## What to work on
- a) In the thread on the T10 DIF/DIX API, which team wants the API exposed to user space?
- b) Write the next part of the thread on the T10 DIF/DIX API, picking up after its last line.

## Document
--------

And I think this feature is not only useful for file systems, but in
general, scientific applications, databases, etc also would benefit from
insurance of data integrity.
Cheers,
Bernd
--
Bernd Schubert
Fraunhofer ITWM
On Jan 31, 2012, at 2:16 PM, Bernd Schubert wrote:
> On 01/27/2012 12:21 AM, James Bottomley wrote:
>> On Thu, 2012-01-26 at 17:27 +0100, Bernd Schubert wrote:
>>> On 01/26/2012 03:53 PM, Martin K. Petersen wrote:
>>>>>>>>> "Bernd" == Bernd Schubert<[email protected]> writes:
>>>>
>>>> Bernd> We from the Fraunhofer FhGFS team would like to also see the T10
>>>> Bernd> DIF/DIX API exposed to user space, so that we could make use of
>>>> Bernd> it for our FhGFS file system. And I think this feature is not
>>>> Bernd> only useful for file systems, but in general, scientific
>>>> Bernd> applications, databases, etc also would benefit from insurance of
>>>> Bernd> data integrity.

--------

## Record extracts
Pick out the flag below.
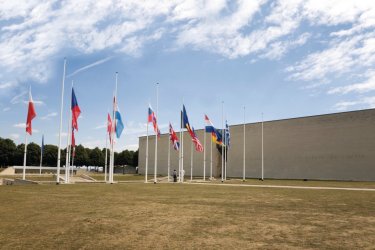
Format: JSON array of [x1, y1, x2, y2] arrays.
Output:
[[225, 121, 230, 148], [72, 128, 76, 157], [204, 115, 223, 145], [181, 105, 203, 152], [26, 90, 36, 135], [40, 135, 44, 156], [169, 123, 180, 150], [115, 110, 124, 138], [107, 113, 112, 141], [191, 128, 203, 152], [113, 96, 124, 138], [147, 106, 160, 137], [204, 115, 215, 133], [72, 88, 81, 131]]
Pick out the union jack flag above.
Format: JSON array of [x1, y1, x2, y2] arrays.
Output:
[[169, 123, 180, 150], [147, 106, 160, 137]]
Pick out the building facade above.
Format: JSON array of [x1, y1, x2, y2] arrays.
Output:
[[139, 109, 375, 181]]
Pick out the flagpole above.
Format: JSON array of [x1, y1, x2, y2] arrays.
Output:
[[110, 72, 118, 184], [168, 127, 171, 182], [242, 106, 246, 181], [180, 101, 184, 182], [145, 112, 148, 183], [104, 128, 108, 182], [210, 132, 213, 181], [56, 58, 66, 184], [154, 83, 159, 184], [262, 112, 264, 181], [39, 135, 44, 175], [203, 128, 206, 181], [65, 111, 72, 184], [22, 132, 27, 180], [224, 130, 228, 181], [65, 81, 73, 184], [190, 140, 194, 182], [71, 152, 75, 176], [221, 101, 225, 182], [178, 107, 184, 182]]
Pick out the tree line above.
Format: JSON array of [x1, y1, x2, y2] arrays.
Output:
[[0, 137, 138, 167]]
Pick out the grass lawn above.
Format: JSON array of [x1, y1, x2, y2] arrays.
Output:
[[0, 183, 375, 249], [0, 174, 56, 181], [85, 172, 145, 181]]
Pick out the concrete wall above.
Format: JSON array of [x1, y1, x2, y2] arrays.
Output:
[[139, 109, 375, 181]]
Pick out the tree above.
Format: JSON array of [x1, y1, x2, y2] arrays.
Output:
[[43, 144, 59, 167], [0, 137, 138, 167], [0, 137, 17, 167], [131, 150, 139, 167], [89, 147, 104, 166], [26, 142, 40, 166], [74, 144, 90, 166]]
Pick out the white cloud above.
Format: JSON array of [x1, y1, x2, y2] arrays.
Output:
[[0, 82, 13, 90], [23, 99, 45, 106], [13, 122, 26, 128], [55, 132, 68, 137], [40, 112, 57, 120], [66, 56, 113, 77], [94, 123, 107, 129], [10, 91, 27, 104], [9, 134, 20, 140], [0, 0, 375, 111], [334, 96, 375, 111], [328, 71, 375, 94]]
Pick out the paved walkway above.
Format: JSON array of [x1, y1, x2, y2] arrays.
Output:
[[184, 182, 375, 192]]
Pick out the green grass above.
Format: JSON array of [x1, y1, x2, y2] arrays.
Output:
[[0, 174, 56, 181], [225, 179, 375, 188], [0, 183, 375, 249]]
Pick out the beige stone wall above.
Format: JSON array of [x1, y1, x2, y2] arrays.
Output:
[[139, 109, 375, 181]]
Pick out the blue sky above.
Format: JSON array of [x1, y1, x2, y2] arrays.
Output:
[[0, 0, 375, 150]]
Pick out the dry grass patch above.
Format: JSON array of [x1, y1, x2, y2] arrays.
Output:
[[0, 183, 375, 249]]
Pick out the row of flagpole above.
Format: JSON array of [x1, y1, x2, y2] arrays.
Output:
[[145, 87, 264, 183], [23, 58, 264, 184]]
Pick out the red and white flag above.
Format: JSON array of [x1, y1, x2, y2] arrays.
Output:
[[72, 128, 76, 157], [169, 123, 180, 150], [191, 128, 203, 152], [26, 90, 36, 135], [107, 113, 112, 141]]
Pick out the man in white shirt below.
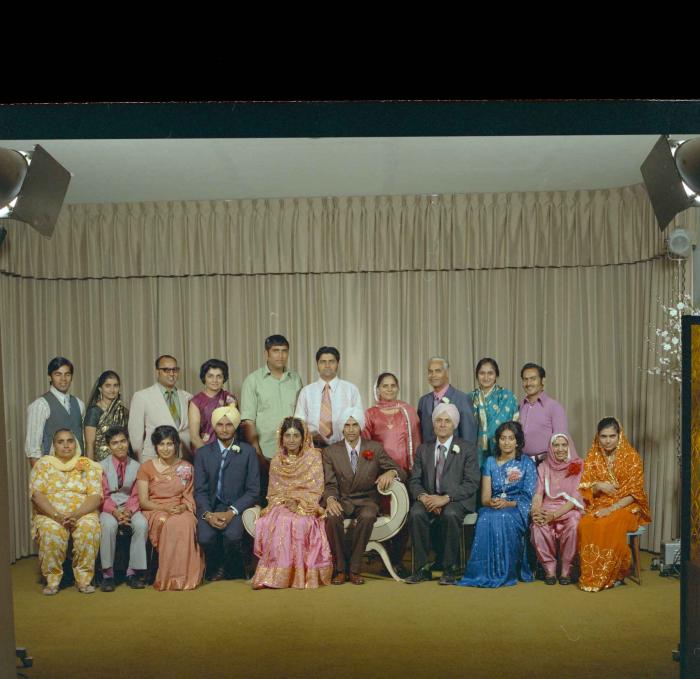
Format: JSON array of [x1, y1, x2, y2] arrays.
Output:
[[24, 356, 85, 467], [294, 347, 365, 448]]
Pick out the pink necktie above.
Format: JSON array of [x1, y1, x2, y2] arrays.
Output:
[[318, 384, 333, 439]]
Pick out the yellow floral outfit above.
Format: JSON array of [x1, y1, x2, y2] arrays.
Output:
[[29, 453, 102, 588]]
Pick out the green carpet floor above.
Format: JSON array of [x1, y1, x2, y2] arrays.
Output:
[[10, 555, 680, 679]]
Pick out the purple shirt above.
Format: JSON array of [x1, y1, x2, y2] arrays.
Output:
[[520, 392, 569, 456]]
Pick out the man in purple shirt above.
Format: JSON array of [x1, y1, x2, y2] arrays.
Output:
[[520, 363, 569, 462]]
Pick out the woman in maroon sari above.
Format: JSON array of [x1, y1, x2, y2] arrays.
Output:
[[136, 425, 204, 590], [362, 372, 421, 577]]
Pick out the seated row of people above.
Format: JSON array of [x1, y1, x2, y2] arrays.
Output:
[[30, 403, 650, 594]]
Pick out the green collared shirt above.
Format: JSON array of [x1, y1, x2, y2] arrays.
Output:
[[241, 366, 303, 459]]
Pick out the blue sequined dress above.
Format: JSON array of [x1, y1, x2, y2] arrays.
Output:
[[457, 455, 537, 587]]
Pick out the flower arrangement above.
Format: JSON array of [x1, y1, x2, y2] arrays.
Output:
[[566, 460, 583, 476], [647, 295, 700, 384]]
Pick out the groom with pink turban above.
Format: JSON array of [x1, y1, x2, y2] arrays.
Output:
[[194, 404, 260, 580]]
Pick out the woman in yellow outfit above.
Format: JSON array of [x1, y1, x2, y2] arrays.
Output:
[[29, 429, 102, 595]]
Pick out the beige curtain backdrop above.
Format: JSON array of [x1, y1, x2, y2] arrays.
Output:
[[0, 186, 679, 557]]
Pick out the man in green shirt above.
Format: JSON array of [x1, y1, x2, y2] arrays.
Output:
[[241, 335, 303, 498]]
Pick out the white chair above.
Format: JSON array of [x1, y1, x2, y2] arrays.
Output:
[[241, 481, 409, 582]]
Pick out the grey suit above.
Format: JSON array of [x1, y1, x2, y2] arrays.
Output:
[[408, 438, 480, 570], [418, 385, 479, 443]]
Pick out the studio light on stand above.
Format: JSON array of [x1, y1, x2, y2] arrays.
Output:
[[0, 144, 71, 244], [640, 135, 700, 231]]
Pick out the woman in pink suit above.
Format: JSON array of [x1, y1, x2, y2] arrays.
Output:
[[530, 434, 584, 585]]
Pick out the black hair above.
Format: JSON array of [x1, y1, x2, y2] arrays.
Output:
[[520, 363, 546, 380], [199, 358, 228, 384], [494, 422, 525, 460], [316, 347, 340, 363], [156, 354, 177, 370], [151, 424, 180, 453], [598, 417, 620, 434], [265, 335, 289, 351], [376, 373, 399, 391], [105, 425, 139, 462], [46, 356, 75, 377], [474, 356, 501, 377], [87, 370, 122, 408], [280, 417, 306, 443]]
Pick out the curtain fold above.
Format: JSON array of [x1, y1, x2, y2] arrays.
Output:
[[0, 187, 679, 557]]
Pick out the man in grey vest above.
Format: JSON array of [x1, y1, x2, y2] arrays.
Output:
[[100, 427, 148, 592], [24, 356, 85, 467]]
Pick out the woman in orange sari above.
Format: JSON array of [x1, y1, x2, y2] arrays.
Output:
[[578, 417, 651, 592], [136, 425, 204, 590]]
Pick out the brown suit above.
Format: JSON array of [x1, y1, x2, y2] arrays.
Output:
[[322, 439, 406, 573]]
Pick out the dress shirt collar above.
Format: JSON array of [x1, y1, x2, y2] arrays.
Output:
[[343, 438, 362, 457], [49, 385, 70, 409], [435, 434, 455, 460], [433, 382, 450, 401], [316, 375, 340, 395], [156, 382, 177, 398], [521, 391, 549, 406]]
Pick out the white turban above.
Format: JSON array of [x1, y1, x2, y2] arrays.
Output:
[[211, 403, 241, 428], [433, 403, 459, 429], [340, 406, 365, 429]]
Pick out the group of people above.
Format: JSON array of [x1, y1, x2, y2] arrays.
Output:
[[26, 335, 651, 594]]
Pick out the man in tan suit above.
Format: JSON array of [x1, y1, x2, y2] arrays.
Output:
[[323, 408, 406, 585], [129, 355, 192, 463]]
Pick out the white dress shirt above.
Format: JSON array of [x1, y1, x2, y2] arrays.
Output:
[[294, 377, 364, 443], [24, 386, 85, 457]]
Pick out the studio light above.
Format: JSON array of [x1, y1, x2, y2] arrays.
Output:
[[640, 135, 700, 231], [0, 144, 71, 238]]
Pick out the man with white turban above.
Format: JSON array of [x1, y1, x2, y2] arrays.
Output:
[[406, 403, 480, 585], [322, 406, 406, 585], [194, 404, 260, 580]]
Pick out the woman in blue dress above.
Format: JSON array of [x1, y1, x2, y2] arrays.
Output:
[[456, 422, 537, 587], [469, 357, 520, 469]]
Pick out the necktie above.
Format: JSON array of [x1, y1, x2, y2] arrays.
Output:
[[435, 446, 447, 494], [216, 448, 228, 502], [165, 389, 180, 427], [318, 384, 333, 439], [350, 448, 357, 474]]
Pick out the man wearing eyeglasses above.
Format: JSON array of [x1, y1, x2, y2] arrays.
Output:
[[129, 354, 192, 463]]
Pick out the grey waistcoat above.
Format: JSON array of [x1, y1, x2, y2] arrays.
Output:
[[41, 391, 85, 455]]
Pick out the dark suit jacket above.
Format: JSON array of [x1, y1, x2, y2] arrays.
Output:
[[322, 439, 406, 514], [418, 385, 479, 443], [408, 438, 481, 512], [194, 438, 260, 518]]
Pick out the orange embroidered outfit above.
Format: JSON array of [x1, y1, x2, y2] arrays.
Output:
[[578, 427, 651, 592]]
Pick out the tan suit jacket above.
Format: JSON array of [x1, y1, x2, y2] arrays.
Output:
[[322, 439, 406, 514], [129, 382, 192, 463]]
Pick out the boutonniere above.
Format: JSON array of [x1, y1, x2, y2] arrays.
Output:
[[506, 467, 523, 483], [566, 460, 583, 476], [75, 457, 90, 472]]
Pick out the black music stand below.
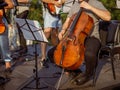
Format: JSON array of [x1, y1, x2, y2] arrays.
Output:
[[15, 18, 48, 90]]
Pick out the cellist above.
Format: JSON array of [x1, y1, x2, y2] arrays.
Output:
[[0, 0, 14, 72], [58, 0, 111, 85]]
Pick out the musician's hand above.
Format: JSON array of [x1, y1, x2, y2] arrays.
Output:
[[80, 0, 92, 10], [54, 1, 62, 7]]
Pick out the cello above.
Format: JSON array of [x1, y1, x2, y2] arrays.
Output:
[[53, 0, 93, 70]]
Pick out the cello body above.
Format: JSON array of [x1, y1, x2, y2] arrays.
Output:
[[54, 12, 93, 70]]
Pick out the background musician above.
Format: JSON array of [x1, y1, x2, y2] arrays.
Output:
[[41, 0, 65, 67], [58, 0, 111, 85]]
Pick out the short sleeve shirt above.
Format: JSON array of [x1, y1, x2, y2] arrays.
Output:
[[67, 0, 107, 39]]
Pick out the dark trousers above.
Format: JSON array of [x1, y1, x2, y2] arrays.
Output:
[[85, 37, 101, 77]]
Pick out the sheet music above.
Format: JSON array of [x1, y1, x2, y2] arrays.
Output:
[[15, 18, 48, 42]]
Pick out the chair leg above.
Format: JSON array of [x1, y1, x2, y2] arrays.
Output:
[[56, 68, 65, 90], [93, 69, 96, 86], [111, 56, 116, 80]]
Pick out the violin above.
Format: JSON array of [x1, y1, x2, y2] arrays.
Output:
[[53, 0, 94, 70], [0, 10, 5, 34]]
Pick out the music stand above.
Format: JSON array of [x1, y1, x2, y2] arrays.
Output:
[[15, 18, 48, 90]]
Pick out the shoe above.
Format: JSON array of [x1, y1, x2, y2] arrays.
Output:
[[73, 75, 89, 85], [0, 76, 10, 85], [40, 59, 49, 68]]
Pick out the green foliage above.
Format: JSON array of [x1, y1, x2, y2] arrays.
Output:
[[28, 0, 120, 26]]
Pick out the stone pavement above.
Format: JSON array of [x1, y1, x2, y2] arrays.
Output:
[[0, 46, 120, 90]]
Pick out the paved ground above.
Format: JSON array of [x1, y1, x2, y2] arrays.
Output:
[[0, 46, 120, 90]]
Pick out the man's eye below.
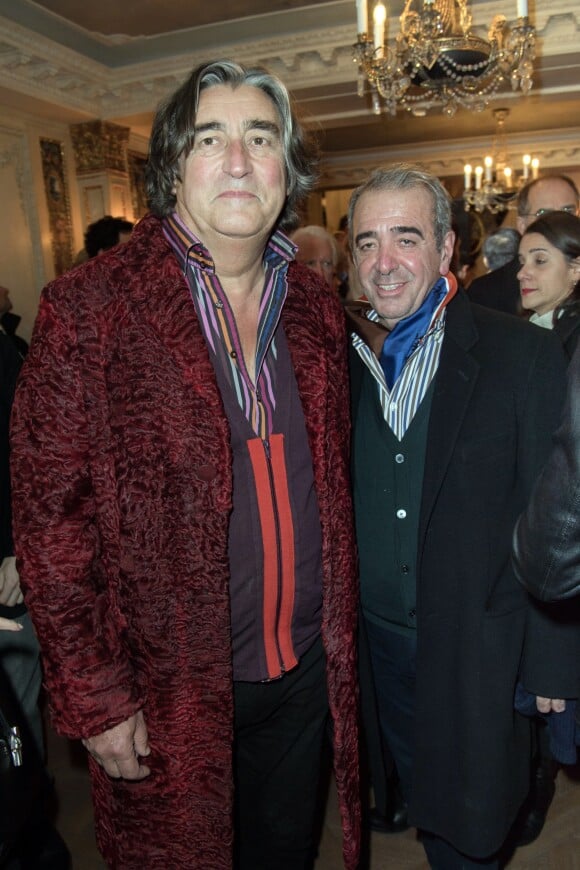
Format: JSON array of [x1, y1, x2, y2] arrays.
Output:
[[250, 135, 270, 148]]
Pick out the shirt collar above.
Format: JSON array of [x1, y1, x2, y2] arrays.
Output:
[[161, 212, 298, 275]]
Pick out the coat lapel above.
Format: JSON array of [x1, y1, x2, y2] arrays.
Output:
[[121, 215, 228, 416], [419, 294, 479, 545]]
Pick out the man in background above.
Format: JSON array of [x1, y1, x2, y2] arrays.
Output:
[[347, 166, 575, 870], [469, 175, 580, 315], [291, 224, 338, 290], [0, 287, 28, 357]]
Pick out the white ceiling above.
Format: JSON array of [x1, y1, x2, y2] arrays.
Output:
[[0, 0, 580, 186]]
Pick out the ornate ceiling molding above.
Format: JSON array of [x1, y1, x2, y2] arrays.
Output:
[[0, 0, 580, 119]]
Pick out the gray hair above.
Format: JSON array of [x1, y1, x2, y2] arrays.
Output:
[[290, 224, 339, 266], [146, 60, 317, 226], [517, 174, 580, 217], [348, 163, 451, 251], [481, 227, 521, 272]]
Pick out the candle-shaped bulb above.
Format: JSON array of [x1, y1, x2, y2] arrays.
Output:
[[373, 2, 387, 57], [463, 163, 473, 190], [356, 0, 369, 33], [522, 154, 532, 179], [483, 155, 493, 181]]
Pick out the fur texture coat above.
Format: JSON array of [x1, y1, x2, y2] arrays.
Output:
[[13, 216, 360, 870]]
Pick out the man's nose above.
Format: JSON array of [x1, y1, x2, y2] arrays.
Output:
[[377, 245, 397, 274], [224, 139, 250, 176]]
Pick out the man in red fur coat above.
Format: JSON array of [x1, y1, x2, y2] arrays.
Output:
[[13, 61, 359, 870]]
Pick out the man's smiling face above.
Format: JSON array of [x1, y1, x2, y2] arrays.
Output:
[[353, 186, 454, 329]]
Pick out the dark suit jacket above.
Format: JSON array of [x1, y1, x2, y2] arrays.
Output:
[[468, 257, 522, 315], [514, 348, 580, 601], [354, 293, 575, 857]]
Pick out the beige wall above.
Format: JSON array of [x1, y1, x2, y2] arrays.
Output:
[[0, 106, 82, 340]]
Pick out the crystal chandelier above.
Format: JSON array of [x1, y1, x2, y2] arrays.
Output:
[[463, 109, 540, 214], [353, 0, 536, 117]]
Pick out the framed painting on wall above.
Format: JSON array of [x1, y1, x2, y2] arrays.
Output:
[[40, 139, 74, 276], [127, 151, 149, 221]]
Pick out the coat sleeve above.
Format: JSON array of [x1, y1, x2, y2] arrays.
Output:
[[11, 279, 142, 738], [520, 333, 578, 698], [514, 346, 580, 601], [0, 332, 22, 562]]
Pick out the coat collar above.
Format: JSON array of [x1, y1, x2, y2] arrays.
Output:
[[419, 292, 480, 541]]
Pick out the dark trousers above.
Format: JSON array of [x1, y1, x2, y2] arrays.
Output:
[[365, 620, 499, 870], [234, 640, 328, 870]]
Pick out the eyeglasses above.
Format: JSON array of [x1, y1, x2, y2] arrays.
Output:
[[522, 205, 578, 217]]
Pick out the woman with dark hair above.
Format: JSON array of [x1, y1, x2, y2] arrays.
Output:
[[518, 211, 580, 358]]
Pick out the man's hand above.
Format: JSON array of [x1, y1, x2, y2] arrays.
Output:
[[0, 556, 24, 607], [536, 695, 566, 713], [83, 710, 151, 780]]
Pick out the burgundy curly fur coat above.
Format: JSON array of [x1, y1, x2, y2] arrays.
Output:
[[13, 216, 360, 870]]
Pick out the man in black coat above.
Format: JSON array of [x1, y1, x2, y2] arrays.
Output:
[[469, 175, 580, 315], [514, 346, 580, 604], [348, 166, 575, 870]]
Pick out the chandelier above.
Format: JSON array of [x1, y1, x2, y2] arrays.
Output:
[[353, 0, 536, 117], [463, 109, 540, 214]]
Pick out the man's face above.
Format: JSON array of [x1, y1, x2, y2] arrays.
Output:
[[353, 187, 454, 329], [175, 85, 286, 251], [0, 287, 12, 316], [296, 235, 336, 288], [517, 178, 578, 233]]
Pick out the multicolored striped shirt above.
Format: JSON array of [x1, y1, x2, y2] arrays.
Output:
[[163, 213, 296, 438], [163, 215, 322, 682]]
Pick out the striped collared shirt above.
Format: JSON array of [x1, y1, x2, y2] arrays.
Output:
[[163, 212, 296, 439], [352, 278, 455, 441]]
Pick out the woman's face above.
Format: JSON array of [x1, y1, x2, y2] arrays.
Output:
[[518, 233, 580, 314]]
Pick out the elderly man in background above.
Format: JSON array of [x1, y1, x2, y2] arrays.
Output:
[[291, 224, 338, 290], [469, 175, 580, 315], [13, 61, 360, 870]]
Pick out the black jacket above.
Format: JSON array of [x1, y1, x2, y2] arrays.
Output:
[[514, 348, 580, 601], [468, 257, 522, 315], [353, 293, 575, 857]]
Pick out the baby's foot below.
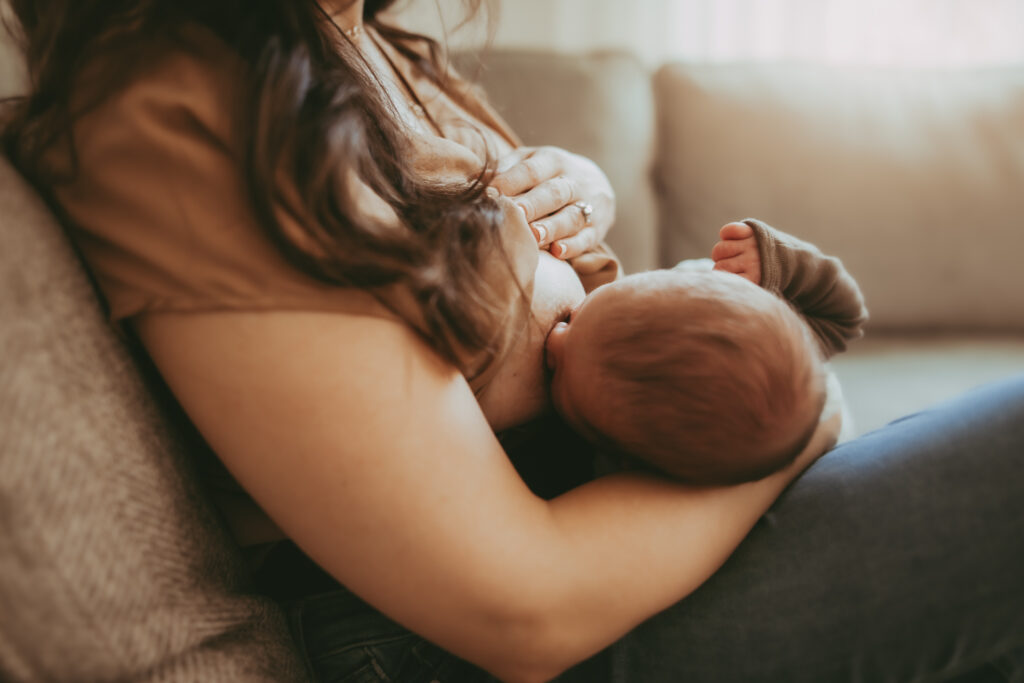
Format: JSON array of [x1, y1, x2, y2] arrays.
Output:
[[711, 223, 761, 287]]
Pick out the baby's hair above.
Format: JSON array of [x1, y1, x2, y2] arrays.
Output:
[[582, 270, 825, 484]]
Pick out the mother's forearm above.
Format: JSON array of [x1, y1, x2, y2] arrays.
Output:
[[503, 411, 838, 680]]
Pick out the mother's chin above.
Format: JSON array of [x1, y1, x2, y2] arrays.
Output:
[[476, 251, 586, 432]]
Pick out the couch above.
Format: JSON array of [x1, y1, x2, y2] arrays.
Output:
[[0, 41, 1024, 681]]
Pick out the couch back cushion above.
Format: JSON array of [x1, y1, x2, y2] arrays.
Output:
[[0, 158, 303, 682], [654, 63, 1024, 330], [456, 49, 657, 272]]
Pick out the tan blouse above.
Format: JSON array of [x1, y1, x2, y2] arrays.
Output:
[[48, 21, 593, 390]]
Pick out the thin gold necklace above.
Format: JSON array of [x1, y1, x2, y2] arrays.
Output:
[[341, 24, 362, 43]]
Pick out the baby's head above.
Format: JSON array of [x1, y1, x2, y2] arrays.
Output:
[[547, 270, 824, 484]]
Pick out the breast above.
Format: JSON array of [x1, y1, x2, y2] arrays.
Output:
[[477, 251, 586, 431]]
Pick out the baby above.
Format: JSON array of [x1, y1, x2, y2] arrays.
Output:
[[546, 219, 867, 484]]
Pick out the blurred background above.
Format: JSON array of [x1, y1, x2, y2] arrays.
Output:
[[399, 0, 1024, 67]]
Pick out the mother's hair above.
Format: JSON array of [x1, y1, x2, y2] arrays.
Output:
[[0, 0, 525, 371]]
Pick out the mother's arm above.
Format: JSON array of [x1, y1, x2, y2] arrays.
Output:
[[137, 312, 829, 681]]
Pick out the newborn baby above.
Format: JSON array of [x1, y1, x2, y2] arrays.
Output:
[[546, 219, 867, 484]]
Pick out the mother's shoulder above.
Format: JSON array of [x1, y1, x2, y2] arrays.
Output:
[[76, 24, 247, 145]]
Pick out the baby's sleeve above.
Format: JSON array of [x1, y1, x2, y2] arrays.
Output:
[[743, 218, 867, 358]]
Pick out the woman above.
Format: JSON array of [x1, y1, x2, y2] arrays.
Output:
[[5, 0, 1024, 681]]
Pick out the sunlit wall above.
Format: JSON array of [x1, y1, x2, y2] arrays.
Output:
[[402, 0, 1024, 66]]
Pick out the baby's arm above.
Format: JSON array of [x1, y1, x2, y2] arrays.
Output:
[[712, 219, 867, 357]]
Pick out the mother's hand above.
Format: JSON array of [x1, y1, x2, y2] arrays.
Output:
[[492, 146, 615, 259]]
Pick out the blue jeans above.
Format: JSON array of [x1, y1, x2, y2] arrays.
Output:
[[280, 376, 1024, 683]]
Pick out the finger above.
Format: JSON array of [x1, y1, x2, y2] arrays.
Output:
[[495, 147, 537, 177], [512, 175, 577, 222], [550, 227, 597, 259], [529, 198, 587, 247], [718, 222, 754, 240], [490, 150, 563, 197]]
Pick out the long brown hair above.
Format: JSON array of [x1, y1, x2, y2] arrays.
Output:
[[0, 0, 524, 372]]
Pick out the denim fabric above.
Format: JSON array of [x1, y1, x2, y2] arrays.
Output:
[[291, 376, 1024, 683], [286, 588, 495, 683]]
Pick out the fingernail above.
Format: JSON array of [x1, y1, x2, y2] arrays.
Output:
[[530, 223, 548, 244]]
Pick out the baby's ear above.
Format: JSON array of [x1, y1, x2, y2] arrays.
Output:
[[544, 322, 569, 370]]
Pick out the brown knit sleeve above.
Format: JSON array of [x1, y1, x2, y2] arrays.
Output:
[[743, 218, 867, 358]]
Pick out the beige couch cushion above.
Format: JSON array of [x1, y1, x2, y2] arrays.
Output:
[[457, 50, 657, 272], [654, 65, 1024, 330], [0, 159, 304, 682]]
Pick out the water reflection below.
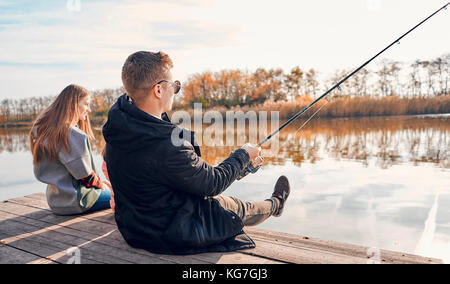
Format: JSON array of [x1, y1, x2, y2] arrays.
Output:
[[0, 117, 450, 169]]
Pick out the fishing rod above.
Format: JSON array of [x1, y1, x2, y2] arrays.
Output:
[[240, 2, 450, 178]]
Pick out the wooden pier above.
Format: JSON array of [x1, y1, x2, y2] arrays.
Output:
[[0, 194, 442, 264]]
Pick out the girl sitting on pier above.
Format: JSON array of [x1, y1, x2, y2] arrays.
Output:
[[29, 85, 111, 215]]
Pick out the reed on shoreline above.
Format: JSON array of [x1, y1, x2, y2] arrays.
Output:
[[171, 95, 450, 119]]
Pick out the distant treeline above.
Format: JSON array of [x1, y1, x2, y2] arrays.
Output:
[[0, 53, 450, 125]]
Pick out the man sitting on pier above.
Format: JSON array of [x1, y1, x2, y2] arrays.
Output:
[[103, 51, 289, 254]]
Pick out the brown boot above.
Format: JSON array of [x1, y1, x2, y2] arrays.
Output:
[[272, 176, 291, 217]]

--------

## Responses in order
- a) The Fraunhofer FhGFS team.

- b)
>>>>
>>>> I'm attending a SNIA meeting today to discuss a (cross-OS) data
>>>> integrity aware API. We'll see what comes out of that.
>>>>
>>>> With the Linux hat on I'm still mainly interested in pursuing the
>>>> sys_dio interface Joel and I proposed last year. We have good experience
>>>> with that I/O model and it suits applications that want to interact with
>>>> the protection information well. libaio is also on my list.
>>>>
>>>> But obviously any help and input is appreciated...
>>>>
>>>
>>> I guess you are referring to the interface described here
>>>
>>> http://www.spinics.net/lists/linux-mm/msg14512.html
>>>
>>> Hmm, direct IO would mean we could not use the page cache. As we are
>>> using it, that would not really suit us. libaio then might be another
>>> option then.
>>
>> Are you really sure you want protection information and the page cache?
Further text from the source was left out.